AVAILABLE DATA:
....

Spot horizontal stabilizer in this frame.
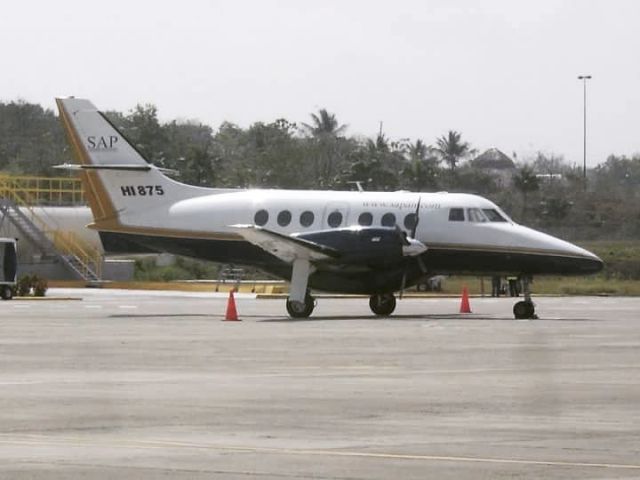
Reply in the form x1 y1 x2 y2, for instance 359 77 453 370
231 225 340 262
53 163 179 175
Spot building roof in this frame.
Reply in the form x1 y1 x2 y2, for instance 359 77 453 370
471 147 516 170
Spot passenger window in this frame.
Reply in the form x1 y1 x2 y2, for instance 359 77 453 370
449 208 464 222
380 213 396 227
300 210 315 227
278 210 291 227
253 210 269 227
358 212 373 227
404 213 416 230
327 211 342 228
467 208 487 222
482 208 507 222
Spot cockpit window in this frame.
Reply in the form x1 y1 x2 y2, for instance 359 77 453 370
449 208 464 222
467 208 488 222
482 208 508 222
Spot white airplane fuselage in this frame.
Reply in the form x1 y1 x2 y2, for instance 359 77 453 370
57 98 602 316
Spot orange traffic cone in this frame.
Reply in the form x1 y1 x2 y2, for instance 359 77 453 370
224 288 240 322
460 285 471 313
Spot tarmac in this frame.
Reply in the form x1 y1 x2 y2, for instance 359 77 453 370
0 289 640 480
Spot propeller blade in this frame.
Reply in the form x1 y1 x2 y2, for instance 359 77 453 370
396 223 410 246
411 197 422 238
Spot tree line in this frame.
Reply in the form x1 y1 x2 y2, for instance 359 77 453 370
0 101 640 240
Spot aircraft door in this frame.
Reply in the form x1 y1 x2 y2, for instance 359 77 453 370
322 202 349 229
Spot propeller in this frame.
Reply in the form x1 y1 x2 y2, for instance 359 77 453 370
396 196 427 299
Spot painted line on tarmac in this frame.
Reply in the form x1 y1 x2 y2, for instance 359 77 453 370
0 434 640 470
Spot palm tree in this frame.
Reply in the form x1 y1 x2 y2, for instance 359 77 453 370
302 108 347 138
513 165 540 219
402 140 439 191
435 130 471 172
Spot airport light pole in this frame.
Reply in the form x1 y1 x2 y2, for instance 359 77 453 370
578 75 591 184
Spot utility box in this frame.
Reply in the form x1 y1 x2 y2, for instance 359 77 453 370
0 237 18 300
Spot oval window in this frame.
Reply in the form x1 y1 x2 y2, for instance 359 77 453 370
380 213 396 227
253 210 269 227
327 212 342 228
404 213 416 230
278 210 291 227
300 210 315 227
358 212 373 227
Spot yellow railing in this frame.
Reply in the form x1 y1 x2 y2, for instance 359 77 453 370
0 174 102 278
0 174 85 206
48 230 102 278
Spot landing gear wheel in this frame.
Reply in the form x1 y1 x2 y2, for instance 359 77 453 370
369 293 396 317
287 294 316 318
0 285 13 300
513 300 537 320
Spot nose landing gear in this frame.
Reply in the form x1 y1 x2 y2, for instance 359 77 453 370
513 276 538 320
287 292 316 318
369 293 396 317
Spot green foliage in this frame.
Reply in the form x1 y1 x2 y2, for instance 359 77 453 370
0 101 640 240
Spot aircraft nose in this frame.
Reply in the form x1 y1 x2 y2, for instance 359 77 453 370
580 250 604 274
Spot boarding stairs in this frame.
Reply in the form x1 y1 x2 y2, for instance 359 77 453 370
0 176 102 282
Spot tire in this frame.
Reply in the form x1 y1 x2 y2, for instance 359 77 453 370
513 300 536 320
369 293 396 317
0 285 13 300
287 295 316 318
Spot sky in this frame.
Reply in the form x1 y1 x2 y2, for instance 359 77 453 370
0 0 640 166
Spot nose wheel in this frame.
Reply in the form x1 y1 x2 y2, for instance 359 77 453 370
287 293 316 318
369 293 396 317
513 276 538 320
513 300 536 320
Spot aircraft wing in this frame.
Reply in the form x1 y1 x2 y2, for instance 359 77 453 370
233 225 341 263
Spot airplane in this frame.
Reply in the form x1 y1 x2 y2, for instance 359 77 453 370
56 97 603 319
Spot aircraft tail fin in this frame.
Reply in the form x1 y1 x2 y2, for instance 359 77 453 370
56 97 228 230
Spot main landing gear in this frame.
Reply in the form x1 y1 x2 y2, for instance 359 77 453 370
513 277 538 320
369 293 396 317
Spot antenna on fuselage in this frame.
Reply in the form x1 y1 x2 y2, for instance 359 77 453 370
347 180 364 192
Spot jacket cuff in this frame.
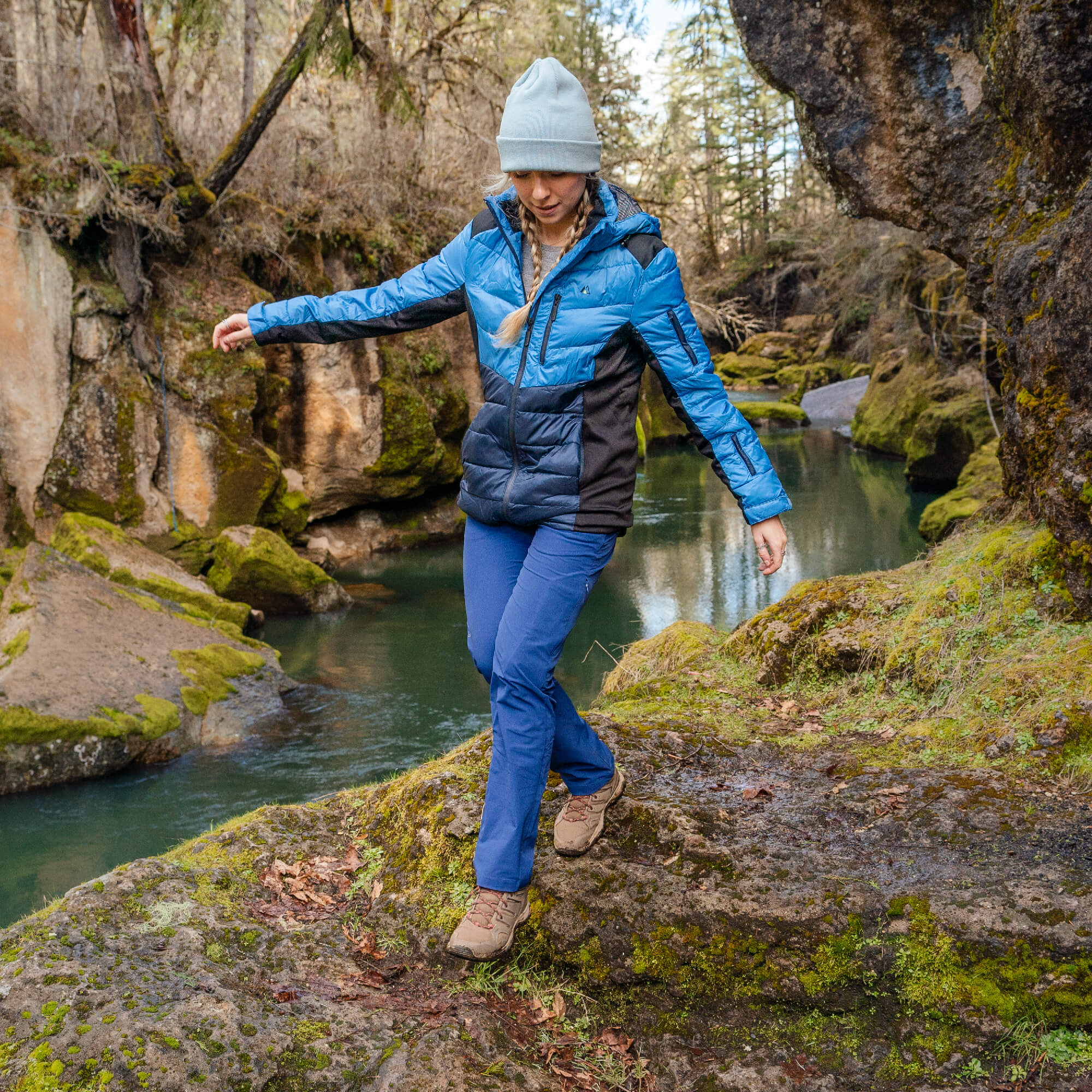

....

INSTRUCTIONS FOR THE TASK: Rewrite the material above, substituting "this image" for every occurrence of "this frame" and leaving everything else unchanged. Omit the pictures from your answer.

PROBLEM SOLUTION:
Spot horizontal stabilizer in this image.
Reply in the form x1 y1 x2 y2, for instance 359 77 453 370
231 225 340 262
53 163 179 175
Spot building roof in this image.
Reply in the form x1 y1 x2 y2, for instance 359 77 453 370
471 147 516 170
Spot passenger window in this image.
Reply in the form x1 y1 x2 y2, for instance 359 77 453 370
449 208 464 222
380 213 396 227
300 210 315 227
278 210 291 227
253 210 269 227
358 212 373 227
404 213 416 230
327 211 342 228
467 208 487 222
482 208 507 222
Spot cockpit window in this image.
Reply in the form x1 y1 x2 y2, for instance 359 77 453 370
449 208 464 222
467 208 488 222
482 208 508 222
Spot white airplane fuselage in this image.
Reply in the form x1 y1 x2 y2, for instance 359 77 453 370
57 98 602 316
Spot orange traffic cone in this image.
Reply in the form x1 y1 x2 y2, for instance 359 77 453 370
224 288 240 322
460 285 471 313
Spot tarmac in this image.
Reply in the form x1 y1 x2 y2, for instance 359 77 453 370
0 289 640 480
Spot propeller blade in this image.
Reply in the form x1 y1 x2 y2, for instance 359 77 453 370
396 223 410 246
411 197 422 238
Spot tree line in this image.
Reply in the form x1 y1 x2 y2, for instance 359 77 453 370
0 101 640 240
Spot aircraft door in this image.
Reply in the form x1 y1 x2 y2, for instance 359 77 453 370
322 202 349 229
Spot propeller in this image.
Reply in the form x1 y1 x2 y2, for instance 359 77 453 370
396 196 427 299
Spot painted line on tarmac in this image.
Reply in the form x1 y1 x2 y2, for instance 359 77 453 370
0 434 640 470
Spot palm tree in this image.
Reply in the form x1 y1 x2 y2, for instance 359 77 453 370
302 108 347 138
513 165 540 219
402 140 439 191
435 130 471 172
Spot airport light pole in this image.
Reply in the form x1 y1 x2 y2, for instance 359 77 453 370
578 75 591 184
Spot utility box in this image.
Reply in the form x1 y1 x2 y2, for instance 359 77 453 370
0 237 18 300
Spot oval window in this image.
Reply in the form x1 y1 x2 y2, for instance 359 77 453 370
380 213 396 227
253 210 269 227
327 212 342 228
404 213 416 230
278 210 291 227
300 210 315 227
358 212 373 227
Spot yellow railing in this image.
Reply in the form x1 y1 x2 y2, for instance 359 77 453 370
0 174 102 278
0 174 85 206
48 230 102 278
Spot landing gear wheel in this image.
Reply in the form x1 y1 x2 y2, for instance 359 77 453 370
369 293 396 317
287 294 316 318
0 285 13 300
513 300 537 320
Spot nose landing gear in this image.
Reply in the form x1 y1 x2 y2, for instance 359 77 453 370
513 276 538 320
287 292 316 318
369 293 396 317
Spot green foliage in this image.
Reply in the form x1 y1 x2 y2, for instance 359 77 453 370
0 101 640 240
Spot aircraft nose in this image.
Reply in the form x1 y1 x2 y2, for instance 359 77 453 370
580 250 604 274
Spot boarding stairs in this image.
Reply in the form x1 y1 x2 y2, for instance 359 77 453 370
0 176 102 282
Spot tire in this image.
Reply in the form x1 y1 x2 y2, for instance 359 77 453 370
513 300 536 320
369 293 396 317
0 285 13 300
287 295 316 318
Spot sky in this image.
Reply in the form x1 y1 x2 y2, for instance 359 77 453 370
0 0 640 166
Spot nose wheel in this image.
Reply in the form x1 y1 x2 y2, for instance 359 77 453 370
287 293 316 318
369 293 396 317
513 276 538 320
513 300 536 320
Spot aircraft wing in this image.
Reply in the form x1 y1 x2 y2, for instance 359 77 453 370
233 225 341 263
Spot airplane in this image.
Reply in the form x1 y1 x2 y2, for instance 359 77 453 370
56 97 603 319
Spot aircraft tail fin in this image.
Reply in the form x1 y1 x2 y2, for instance 359 77 453 370
56 97 228 230
Spot main landing gear in this image.
Reply in the form x1 y1 x2 y2, for instance 359 77 453 370
513 277 538 320
369 293 396 317
Spot antenna on fuselage in this image.
Reply in the form x1 y1 x2 y2, for instance 359 77 453 370
347 180 364 192
Spot jacket cuff in this image.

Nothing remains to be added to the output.